• [Exercise goal]
Without any alteration, retype the records that appear below.

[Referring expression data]

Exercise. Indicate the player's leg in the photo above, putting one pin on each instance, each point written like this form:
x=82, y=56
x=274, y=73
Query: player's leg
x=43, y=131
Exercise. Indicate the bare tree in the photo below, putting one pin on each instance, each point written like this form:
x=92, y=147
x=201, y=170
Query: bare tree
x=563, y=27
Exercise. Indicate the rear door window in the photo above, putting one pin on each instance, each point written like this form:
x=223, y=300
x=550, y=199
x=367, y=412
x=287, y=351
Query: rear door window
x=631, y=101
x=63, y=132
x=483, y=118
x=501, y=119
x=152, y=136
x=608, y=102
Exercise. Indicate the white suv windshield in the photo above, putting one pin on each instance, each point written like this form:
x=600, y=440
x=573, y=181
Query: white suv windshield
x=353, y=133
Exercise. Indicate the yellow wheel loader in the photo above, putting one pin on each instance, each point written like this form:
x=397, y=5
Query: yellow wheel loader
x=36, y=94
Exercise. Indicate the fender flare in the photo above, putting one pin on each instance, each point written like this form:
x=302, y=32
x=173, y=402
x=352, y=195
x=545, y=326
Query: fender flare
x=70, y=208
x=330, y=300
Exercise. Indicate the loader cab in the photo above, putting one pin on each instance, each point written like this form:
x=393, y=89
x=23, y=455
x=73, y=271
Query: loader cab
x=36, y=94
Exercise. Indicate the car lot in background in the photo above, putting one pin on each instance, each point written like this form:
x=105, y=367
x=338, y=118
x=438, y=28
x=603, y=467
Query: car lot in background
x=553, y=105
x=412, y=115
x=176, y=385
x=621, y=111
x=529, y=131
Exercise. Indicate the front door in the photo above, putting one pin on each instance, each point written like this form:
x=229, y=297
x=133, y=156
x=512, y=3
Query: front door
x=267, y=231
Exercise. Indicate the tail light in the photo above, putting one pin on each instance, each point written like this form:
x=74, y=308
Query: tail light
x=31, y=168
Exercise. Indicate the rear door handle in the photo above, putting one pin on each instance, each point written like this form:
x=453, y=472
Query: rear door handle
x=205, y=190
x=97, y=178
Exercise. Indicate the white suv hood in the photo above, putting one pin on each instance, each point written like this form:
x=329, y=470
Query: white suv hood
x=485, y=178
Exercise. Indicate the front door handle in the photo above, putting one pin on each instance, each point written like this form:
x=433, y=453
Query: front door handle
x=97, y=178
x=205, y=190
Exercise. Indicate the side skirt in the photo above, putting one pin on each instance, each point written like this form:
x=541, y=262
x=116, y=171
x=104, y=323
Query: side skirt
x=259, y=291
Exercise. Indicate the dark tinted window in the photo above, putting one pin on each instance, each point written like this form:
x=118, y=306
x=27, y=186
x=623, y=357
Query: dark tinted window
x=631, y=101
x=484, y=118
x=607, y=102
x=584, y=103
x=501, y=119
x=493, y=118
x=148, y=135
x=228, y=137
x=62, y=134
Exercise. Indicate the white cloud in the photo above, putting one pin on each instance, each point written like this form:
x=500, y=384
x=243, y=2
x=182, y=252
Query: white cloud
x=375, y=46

• [Task result]
Exercise. Indicate the player's leg in the photo above, putting one pin on each instance, each point written like this form:
x=82, y=56
x=274, y=73
Query: player's leg
x=43, y=131
Exercise. Indicate the bare tree in the photo below, putting one pin on each instance, each point written like this form:
x=92, y=147
x=201, y=170
Query: bare tree
x=563, y=27
Exercise. Indicate the rear door window in the photo above, putting one pin on each instance, each point written like this form:
x=223, y=300
x=550, y=199
x=367, y=412
x=287, y=351
Query: rear door window
x=631, y=101
x=63, y=132
x=483, y=118
x=501, y=119
x=152, y=136
x=608, y=102
Exercise. Indicate the white suv windshield in the photo above, putting one pin on each instance, each point written like this form:
x=600, y=440
x=573, y=181
Query: white suv windshield
x=353, y=133
Exercise. Indicate the yellow wheel loader in the photo above, putting one pin on each instance, each point written like this form:
x=397, y=5
Query: yellow wheel loader
x=36, y=94
Exercise. Indicate the fender flare in the photo above, putting one pin on each instance, each point written like this form:
x=302, y=32
x=173, y=402
x=352, y=195
x=545, y=326
Query: fender flare
x=70, y=208
x=330, y=300
Exercise. Indicate the loader cab in the photo above, putting one pin on each instance, each point written like this form:
x=393, y=89
x=23, y=455
x=73, y=271
Query: loader cab
x=36, y=94
Exercise. Indicate the car lot in background in the photo above, putting one pin on each instance, each point written like this form:
x=105, y=367
x=338, y=118
x=438, y=28
x=603, y=467
Query: car lot in background
x=553, y=105
x=412, y=115
x=176, y=385
x=621, y=111
x=529, y=131
Exercise. Indicate the front door in the photo above, putting one pin on each instance, each point written like this form:
x=229, y=297
x=133, y=156
x=512, y=3
Query: front door
x=267, y=231
Exercise. Indicate the tail light in the photo above, putting one pin on each instance, each point written like this form:
x=74, y=308
Query: tail light
x=31, y=168
Exercise. Indicate the rear door handle in the photo above, putting one pin on each instance, each point written like this form:
x=453, y=472
Query: rear door handle
x=205, y=190
x=97, y=178
Exercise. Indicate the white suv hood in the photo above, putting one pin on each instance, each point written like this form:
x=329, y=470
Query: white suv hood
x=485, y=178
Exercise. Indicate the front door handle in the photo above, putting one pin on each instance, each point written like this form:
x=433, y=453
Query: front door handle
x=97, y=178
x=205, y=190
Exercise. Indicate the side skirt in the photo above, putting one pin on each instance, each point written like this form:
x=541, y=262
x=116, y=171
x=104, y=323
Query: side skirt
x=259, y=291
Exercise. Indicate the dark tinted window in the photo above, putting one pin on each instance, each point written like this form:
x=118, y=306
x=27, y=186
x=623, y=357
Query: dark tinted window
x=631, y=101
x=484, y=118
x=607, y=102
x=584, y=103
x=501, y=119
x=493, y=118
x=148, y=135
x=228, y=137
x=62, y=134
Exercise. Indicate the white cloud in the photo above, putting one pin on each instance, each point written like this form:
x=500, y=384
x=243, y=2
x=182, y=252
Query: white cloud
x=375, y=46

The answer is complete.